À son avis, le contexte n’est pas propice pour jouer au héros en Bourse, «avec des actions américaines chères, une bulle chinoise qui se dégonfle et la Fed qui s’apprêter à retirer son soutient monétaire à l’économie», indique-t-il.
Les investisseurs qui tiennent à profiter de la crise pour acheter des actions européennes devraient le faire de façon graduelle, car d’autres soubresauts surgiront à nouveau.
Chez First Trust Advisors, les économistes recommandent carréement à leurs clients d’ignorer complètement la crise grecque. «La Grèce risque de tomber dans une deuxième dépression, mais ses problèmes reçoivent beaucoup trop de couverture médiatique. Ce n’est pas un Lehman Brothers», écrit Brian Wesbury.Le Fonds monétaire international, l’Union européenne et la Banque centrale européenne peuvent absorber les pertes d’une défaillance grecque, assure l’économiste. «Tout recul des actions américaines serait une occasion d’achat», conclut M Wesbury.
Le stratège américain de Canaccord Genuity, Tony Dwyer, prend encore plus de recul en rappelant qu’après la crise asiatique de 1997 et la défaillance de la Russie en 1998, la Bourse américaine a rapidement récupéré des pertes spectaculaires.
┄┄┄┄┄┄
### OBJECTIFS
[1] Répondez aux questions suivantes à partir du texte sur la crise grecque.
(a) De quelle façon les investisseurs qui veulent acheter des actions européennes devraient-ils le faire ?
(b) Selon Brian Wesbury, quelles institutions peuvent absorber les pertes d'une défaillance grecque ?
(c) Qui est le stratège américain de Canaccord Genuity ?
[2] Rédigez la suite du texte sur la crise grecque en partant de sa dernière phrase.
┄┄┄┄┄┄
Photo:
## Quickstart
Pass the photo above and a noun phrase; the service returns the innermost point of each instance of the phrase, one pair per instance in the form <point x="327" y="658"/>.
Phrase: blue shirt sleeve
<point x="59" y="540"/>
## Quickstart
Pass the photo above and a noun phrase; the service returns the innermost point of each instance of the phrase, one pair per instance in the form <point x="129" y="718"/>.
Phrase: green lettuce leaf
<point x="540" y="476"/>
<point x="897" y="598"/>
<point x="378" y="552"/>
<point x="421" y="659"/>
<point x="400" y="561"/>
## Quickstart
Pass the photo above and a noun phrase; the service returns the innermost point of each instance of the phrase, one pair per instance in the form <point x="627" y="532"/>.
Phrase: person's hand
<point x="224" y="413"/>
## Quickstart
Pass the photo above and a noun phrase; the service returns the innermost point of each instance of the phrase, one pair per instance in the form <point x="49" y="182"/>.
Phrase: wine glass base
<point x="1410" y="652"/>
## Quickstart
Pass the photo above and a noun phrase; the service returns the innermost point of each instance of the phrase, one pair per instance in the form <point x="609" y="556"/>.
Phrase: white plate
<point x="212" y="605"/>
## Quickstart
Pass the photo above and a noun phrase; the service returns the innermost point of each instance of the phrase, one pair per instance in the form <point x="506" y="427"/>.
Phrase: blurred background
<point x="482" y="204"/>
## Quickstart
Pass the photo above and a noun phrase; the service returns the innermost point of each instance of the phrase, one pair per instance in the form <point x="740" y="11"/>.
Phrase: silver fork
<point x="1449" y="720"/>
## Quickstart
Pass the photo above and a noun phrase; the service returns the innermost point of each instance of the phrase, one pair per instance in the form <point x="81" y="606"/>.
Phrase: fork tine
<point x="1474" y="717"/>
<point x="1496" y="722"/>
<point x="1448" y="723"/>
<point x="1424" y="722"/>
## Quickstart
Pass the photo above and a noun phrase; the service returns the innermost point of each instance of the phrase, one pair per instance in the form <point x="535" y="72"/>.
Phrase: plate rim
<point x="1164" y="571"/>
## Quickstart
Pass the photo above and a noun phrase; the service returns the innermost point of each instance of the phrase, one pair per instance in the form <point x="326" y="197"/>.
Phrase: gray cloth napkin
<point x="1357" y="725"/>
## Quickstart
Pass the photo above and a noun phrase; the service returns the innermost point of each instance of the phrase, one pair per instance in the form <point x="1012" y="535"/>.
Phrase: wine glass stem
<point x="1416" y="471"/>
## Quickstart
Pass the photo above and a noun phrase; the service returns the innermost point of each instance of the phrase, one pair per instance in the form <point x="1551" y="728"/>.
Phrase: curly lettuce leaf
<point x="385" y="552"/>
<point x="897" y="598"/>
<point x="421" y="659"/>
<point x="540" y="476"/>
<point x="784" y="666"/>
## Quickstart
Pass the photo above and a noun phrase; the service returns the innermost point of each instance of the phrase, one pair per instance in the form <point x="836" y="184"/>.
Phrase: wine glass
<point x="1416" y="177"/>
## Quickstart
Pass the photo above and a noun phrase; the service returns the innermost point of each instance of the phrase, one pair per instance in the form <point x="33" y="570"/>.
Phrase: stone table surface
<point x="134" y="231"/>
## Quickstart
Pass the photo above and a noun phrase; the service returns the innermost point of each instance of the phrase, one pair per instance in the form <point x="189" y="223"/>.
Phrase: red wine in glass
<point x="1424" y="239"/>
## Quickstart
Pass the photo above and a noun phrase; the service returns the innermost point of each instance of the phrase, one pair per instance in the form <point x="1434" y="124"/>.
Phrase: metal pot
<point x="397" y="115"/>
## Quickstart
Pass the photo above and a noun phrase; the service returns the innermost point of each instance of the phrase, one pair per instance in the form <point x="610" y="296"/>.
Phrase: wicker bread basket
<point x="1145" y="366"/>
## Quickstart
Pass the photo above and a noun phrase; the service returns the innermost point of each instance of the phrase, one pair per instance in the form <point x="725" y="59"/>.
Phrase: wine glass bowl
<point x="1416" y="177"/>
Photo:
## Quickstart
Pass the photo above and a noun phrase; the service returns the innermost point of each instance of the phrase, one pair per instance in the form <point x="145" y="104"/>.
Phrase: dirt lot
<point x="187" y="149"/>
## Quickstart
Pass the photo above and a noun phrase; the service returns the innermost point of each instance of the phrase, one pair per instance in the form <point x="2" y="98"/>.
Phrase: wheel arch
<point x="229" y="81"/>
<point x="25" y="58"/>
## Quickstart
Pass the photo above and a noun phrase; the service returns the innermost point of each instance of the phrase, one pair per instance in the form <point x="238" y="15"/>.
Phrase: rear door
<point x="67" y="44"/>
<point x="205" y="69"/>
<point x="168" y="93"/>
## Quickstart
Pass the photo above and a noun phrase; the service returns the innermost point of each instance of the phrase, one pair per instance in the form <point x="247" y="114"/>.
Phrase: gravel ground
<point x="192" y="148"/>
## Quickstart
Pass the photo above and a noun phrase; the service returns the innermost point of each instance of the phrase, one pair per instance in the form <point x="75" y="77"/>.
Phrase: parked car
┄┄┄┄┄┄
### CORRIGÉ DES EXERCICES
[1]
(a) De façon graduelle.
(b) Le Fonds monétaire international, l'Union européenne et la Banque centrale européenne.
(c) Tony Dwyer.

[2]
En 1997, le S&P 500 a baissé de 13% en quinze jours pour ensuite rebondir de 35% jusqu’au sommet de juillet 1998.
En 1998, le S&P 500 a chuté de 22% en 57 séances, pour regagner 53% ensuite jusqu’au sommet de 2000.
«La croissance américaine a gagné en vigueur pendant ces deux périodes, malgré un dollar américain fort et des cours affaiblis pour les ressources naturelles», ajoute aussi le stratège.
Son collègue canadien Martin Roberge, voit aussi dans le recul une occasion d'achat, puisque le système financier et l'économie américaine sont en bien meilleure posture qu'en 2011-12, lors des autres périodes de crise pour la Grèce.
À court terme par contre, il est possible que la fin du 2e trimestre et le congé de la fête nationale aux États-Unis freinent l'élan habituel des pros d'acheter des actions sur faiblesse des cours, préviennent d'autres observateurs.